** Data to examine follows **

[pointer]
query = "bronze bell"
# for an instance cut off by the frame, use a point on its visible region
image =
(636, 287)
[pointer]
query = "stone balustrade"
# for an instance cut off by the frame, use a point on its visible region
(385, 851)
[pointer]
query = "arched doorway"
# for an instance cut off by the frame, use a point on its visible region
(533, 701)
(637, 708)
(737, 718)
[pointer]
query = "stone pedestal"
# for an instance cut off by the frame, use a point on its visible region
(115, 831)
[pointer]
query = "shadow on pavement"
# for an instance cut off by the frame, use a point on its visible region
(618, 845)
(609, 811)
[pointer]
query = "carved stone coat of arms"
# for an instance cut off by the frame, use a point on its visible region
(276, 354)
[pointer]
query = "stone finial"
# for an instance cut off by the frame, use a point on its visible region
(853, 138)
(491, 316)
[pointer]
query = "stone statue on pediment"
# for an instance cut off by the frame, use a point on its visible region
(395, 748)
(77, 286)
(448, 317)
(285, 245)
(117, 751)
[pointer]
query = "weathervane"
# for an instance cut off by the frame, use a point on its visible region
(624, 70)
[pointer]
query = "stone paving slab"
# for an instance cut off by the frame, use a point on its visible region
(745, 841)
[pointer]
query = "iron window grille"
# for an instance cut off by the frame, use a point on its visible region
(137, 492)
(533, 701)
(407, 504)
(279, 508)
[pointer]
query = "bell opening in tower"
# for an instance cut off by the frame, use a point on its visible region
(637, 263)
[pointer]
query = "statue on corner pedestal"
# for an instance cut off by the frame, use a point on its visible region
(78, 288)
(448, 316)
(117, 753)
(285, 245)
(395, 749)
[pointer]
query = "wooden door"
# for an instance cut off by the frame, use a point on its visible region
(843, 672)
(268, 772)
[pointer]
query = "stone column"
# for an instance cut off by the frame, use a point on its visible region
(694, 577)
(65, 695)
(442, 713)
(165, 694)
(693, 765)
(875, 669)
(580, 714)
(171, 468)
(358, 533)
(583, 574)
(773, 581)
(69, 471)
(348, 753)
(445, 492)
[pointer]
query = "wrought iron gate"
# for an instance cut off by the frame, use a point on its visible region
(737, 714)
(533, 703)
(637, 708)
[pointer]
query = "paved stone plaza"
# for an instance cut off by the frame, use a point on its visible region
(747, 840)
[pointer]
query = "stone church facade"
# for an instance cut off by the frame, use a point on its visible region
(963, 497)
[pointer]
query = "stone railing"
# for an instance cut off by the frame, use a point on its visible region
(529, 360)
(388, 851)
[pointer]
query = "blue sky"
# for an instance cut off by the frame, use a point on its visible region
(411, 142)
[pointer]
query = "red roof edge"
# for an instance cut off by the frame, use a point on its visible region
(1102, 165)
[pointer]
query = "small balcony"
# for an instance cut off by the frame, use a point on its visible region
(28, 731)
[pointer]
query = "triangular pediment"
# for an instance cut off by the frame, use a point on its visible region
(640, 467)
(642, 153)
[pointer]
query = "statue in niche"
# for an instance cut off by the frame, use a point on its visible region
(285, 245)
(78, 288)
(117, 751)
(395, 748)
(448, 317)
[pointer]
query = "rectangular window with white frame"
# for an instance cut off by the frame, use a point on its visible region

** End of Data to examine **

# Requirement:
Go over the data and return every line that includes the word "window".

# Result:
query = "iron window grille"
query = "rectangular window with white frame"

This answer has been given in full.